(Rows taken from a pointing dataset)
** begin **
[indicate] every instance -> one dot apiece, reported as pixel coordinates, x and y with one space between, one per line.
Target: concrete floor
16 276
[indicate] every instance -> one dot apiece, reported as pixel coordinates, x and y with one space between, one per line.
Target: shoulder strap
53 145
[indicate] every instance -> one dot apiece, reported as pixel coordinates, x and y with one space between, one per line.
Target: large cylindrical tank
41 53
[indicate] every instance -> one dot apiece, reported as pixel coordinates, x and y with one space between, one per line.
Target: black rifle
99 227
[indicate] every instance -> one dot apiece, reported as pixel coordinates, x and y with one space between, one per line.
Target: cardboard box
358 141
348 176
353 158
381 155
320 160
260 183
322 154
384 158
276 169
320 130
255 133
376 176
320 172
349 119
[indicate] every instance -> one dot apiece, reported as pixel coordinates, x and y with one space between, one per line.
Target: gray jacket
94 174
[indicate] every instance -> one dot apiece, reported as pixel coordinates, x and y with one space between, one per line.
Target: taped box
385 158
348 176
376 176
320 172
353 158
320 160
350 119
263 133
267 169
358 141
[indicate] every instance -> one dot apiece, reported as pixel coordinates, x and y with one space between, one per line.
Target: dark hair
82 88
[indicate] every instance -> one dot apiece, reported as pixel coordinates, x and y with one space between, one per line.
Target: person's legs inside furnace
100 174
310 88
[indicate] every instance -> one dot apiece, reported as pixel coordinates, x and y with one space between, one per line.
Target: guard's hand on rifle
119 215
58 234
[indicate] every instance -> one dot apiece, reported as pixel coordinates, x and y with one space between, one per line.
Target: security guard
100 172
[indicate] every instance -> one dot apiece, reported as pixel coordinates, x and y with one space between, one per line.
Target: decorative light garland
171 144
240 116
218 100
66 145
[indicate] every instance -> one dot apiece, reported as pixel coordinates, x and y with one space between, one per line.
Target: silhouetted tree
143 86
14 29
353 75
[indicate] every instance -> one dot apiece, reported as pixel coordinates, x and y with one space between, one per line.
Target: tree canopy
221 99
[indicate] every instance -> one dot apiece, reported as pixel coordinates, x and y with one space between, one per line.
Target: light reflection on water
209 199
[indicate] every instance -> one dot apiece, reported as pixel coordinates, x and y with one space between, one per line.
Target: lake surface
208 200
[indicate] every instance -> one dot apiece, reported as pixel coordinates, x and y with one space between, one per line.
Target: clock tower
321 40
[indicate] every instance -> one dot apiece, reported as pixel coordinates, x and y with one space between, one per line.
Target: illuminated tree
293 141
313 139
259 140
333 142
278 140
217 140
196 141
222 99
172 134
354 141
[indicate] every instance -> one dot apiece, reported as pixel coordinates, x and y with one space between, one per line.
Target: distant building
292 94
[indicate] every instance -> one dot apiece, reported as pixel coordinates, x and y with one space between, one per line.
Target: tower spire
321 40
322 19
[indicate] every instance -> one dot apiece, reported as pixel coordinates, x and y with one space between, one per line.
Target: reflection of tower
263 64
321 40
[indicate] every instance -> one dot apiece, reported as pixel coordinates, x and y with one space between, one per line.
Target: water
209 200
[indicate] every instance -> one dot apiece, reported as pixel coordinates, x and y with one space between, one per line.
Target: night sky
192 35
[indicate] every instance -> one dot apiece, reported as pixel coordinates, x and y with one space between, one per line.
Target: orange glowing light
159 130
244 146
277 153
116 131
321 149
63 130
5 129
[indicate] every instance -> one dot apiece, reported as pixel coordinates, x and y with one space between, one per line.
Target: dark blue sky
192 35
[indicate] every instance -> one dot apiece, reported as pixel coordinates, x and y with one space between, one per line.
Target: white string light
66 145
** end **
[Directive]
Extract each line of the records above that contains the string "guard". The match is case-sensitive.

[Task response]
Target: guard's hand on rifle
Target: security guard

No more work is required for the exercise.